* **WHAT THE EXERCISE ASKS**: Retype the lines between the line holding "mask job: overcast sky" and the line holding "Give the mask of every instance of the overcast", inclusive, keeping them identical to the original.

=-=-=

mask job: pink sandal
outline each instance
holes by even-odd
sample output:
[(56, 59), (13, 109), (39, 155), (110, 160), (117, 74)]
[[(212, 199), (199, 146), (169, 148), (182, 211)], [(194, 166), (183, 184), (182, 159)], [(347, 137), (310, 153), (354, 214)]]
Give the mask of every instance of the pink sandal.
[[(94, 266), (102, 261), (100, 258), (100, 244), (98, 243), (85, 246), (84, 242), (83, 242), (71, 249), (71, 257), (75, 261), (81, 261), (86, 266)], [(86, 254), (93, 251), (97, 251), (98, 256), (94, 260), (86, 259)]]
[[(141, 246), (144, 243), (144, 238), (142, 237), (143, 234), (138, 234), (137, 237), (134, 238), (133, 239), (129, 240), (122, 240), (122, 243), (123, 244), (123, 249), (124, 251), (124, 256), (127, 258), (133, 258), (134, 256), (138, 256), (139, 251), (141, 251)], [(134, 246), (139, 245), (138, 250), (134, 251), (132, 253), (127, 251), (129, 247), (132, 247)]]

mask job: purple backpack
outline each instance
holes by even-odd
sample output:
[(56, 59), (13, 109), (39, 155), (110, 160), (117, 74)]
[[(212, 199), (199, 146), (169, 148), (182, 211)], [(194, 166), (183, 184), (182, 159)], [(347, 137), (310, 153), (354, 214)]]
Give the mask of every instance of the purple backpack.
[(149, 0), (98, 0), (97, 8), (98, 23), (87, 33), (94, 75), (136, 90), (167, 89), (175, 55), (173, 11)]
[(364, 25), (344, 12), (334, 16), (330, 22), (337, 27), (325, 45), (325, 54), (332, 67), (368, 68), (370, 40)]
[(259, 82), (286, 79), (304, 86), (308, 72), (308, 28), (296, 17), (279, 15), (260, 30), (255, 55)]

=-=-=

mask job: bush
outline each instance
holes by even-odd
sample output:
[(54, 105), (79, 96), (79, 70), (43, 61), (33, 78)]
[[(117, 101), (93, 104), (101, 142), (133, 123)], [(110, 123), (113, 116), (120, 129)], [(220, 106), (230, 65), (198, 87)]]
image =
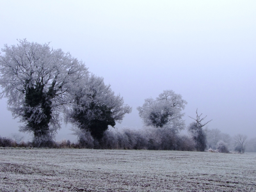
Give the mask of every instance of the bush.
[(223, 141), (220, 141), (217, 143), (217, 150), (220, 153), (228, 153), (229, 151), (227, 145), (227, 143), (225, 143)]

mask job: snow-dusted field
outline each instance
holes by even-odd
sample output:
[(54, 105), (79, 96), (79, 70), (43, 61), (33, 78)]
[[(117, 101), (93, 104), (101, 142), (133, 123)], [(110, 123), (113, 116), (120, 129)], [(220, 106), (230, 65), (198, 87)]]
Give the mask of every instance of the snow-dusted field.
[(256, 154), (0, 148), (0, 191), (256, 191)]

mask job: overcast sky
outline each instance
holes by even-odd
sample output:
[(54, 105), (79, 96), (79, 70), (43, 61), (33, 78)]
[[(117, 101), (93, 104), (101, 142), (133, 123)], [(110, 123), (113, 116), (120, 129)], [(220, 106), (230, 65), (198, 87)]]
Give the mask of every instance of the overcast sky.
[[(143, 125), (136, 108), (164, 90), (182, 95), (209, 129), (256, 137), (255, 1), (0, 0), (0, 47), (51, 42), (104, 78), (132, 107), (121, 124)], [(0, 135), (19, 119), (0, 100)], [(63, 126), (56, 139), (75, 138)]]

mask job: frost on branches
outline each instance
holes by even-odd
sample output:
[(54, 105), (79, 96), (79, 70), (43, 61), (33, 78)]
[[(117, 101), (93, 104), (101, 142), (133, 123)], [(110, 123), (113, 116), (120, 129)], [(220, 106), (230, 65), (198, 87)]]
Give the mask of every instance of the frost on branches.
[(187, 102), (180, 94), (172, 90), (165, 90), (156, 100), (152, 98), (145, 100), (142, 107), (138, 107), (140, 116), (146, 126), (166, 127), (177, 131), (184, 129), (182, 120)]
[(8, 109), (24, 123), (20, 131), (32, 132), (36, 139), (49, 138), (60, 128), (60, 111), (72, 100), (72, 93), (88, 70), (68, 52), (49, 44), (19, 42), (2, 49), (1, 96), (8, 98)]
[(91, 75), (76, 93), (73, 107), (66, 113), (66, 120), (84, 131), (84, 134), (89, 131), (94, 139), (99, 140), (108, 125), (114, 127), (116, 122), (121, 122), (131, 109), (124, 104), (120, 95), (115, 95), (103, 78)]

=-=-=

* **RESPONSE TO THE TASK**:
mask job: overcast sky
outline each instance
holes by even-odd
sample output:
[(54, 105), (79, 96), (79, 70), (43, 61), (33, 78)]
[[(117, 101), (93, 104), (101, 142), (133, 123)], [(110, 123), (113, 116), (120, 129)], [(220, 106), (230, 65), (198, 87)]]
Give the mask of every instance of the overcast sky.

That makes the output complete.